>>>>

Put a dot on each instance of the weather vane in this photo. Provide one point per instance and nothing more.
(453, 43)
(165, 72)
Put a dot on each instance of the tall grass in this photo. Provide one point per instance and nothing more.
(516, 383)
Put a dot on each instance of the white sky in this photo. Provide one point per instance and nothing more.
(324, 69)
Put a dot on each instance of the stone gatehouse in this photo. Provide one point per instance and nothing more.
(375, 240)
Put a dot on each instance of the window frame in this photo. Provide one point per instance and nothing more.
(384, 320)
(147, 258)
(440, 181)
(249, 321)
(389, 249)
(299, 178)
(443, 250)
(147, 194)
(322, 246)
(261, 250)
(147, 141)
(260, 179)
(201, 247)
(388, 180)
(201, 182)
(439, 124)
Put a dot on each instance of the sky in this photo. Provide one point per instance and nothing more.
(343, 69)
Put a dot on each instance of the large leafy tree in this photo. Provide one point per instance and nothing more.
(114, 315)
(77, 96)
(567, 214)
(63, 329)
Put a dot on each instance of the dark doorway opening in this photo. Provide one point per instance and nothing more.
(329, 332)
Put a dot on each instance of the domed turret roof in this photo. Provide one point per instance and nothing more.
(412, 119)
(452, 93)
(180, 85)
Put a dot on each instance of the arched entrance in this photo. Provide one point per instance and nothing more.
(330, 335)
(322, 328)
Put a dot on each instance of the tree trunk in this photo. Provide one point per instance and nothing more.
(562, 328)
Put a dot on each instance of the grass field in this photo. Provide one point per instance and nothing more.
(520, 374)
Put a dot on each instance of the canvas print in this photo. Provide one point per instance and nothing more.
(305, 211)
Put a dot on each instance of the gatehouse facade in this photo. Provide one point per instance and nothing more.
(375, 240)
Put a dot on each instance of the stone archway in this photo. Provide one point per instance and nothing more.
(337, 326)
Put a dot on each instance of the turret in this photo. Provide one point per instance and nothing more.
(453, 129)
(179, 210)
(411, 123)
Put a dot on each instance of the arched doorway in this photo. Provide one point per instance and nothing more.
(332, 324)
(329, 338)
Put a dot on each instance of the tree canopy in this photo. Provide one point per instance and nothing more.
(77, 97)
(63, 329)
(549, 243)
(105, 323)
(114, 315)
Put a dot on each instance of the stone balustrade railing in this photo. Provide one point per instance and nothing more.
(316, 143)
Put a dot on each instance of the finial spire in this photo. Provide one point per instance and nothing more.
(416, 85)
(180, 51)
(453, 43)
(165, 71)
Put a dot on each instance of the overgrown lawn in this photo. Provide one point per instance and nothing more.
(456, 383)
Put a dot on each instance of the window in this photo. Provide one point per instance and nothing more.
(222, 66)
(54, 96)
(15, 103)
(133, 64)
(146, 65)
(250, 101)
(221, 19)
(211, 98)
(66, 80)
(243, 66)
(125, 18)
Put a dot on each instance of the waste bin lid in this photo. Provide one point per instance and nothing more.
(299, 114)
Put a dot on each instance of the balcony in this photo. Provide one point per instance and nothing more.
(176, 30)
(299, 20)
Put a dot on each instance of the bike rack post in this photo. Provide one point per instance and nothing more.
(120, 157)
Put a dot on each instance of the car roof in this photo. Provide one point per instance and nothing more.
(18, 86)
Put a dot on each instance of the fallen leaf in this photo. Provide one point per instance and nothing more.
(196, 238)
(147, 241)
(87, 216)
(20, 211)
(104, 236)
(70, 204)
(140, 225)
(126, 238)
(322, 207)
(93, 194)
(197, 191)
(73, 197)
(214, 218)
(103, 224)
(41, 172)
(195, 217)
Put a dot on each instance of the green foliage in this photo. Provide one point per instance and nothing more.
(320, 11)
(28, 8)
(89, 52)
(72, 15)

<<<<

▶ Task goal: Copy out the stretch from the line containing "Put a dot on each instance of the green" through the end of the records, including the request line, and shift every coordinate by adding 88 to each of its numbers.

▶ Complete response:
Put a dot on each instance of the green foliage in this photo. Provide one point per instance and nothing more.
(408, 99)
(116, 96)
(177, 140)
(160, 103)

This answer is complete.